- Given task -
Reproduce the material below, substituting "region survey" for each occurrence of "lane-occupancy tally" and keeping everything else the same.

- Source material -
• • • • • • •

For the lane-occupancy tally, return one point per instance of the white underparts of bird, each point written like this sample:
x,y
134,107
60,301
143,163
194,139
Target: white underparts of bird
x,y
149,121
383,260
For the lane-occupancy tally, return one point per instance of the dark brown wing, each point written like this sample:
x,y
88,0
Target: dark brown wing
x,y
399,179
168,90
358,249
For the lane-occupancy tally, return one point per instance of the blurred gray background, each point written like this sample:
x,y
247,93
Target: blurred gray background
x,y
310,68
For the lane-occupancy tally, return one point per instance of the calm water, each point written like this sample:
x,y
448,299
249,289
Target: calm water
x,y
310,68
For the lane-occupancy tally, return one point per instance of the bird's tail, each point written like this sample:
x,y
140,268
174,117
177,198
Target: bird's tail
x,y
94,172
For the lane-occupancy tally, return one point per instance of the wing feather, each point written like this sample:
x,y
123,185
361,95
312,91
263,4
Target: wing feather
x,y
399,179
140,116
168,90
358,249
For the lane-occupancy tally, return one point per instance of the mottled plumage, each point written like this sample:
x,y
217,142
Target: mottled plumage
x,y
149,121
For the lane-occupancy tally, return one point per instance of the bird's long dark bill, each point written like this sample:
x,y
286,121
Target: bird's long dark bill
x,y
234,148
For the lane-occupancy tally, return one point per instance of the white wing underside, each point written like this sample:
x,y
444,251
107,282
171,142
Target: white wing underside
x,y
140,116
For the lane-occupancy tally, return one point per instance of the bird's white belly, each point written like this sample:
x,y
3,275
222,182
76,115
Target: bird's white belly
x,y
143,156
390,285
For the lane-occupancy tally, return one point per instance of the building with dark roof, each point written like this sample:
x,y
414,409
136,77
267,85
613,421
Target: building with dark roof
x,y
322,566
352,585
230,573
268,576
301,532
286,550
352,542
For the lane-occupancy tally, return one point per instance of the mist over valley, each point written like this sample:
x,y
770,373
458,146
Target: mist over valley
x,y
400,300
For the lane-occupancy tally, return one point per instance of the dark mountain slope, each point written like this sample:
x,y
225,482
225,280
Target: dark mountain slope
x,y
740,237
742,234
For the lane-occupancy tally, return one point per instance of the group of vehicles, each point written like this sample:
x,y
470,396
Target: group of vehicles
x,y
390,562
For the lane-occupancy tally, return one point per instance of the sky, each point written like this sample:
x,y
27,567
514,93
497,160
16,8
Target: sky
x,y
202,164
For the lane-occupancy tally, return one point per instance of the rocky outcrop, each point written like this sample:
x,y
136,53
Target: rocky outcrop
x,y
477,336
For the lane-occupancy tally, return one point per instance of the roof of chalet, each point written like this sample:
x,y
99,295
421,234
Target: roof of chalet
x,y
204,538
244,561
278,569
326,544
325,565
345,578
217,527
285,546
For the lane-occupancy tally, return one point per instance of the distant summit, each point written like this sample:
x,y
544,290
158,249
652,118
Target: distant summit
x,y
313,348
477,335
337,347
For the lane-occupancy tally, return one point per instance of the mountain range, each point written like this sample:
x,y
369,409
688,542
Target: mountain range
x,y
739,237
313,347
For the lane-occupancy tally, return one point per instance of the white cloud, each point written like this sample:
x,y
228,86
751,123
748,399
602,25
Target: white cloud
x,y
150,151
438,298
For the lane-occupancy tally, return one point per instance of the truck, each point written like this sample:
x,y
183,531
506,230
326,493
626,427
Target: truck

• • • • • • •

- The completed task -
For the region survey, return one point per instance of the white underparts of bird, each point written like this sample:
x,y
134,107
60,301
143,163
194,139
Target: white underparts of bird
x,y
149,121
383,260
For the region survey, return one point per instance of the dark brown wing, each point written like this sample:
x,y
88,0
Target: dark brown wing
x,y
399,179
168,90
358,249
For the region survey, return one point per instance of the blurred gray background, each point written like this sample:
x,y
247,93
Target: blurred gray background
x,y
310,68
For the region survey, return one point per instance of the calm water, each point written like this sample:
x,y
448,299
249,289
Target: calm water
x,y
310,68
For the region survey, return one point per instance of the bird's tail, each point written like this sample:
x,y
140,268
174,117
177,198
Target: bird's tail
x,y
94,172
For the region survey, return one point per instance of the wing feather, each point written like this sample:
x,y
123,185
361,95
312,91
263,4
Target: wing feather
x,y
399,179
140,116
168,90
358,249
For the region survey, return one point per instance of the mottled plumage, each point written like this sample:
x,y
217,142
Target: mottled plumage
x,y
149,121
For the region survey, return one point per instance of the bird's long dark bill, each point written like this sample:
x,y
286,121
Target: bird's long dark bill
x,y
234,148
For the region survey, return one point per instance of the white wing underside, each point written like this sample:
x,y
444,251
107,282
171,142
Target: white wing underside
x,y
140,116
For the region survey, return one point per instance of the bird's white belly, each point written like this sample:
x,y
3,275
222,182
76,115
Target: bird's white belly
x,y
143,156
390,285
For the region survey, return one point per instance of the building with dark roof, each point written like this sample:
x,y
414,409
136,77
267,85
613,421
Target: building with dark roof
x,y
322,566
352,585
230,573
268,576
301,532
286,550
352,542
For the region survey, return one point per instance of the mist over valley, each point written like this sample:
x,y
770,373
458,146
Target: mist over valley
x,y
400,300
For the region survey, return one point per instance of the dark mountain slope, each point written like this sample:
x,y
225,482
225,280
Target: dark mountain slope
x,y
740,237
742,234
For the region survey, return one point per instance of the group of vehicles, each point written like this sample:
x,y
470,396
Target: group of vehicles
x,y
390,562
For the region survey, return one point per instance of the sky, each point written like this sample:
x,y
27,567
514,93
497,160
16,8
Target: sky
x,y
202,164
For the region survey, return one point per instance of the rocky outcrop, each point written like this sample:
x,y
136,53
Target: rocky outcrop
x,y
477,336
For the region survey, return one point per instance of the roof of chalet, each point written like this sample:
x,y
99,295
421,234
Target: roof of chalet
x,y
204,538
244,561
278,569
326,544
325,565
345,578
217,527
285,546
For the region survey, return one point per instance of the distant summit, each point written like this sample:
x,y
544,290
158,249
652,118
Target: distant summit
x,y
313,348
477,335
337,347
For the region survey, return one point per instance of the mountain range, each point written like this sample:
x,y
369,409
688,542
Target: mountain range
x,y
739,237
313,347
For the region survey, return one point per instance of the white cloud, each point written like this sample:
x,y
228,86
751,123
748,399
602,25
Target: white cloud
x,y
150,151
438,298
For the region survey, return one point per instance of the truck, each point written like this sample:
x,y
183,531
506,230
326,493
626,427
Target: truck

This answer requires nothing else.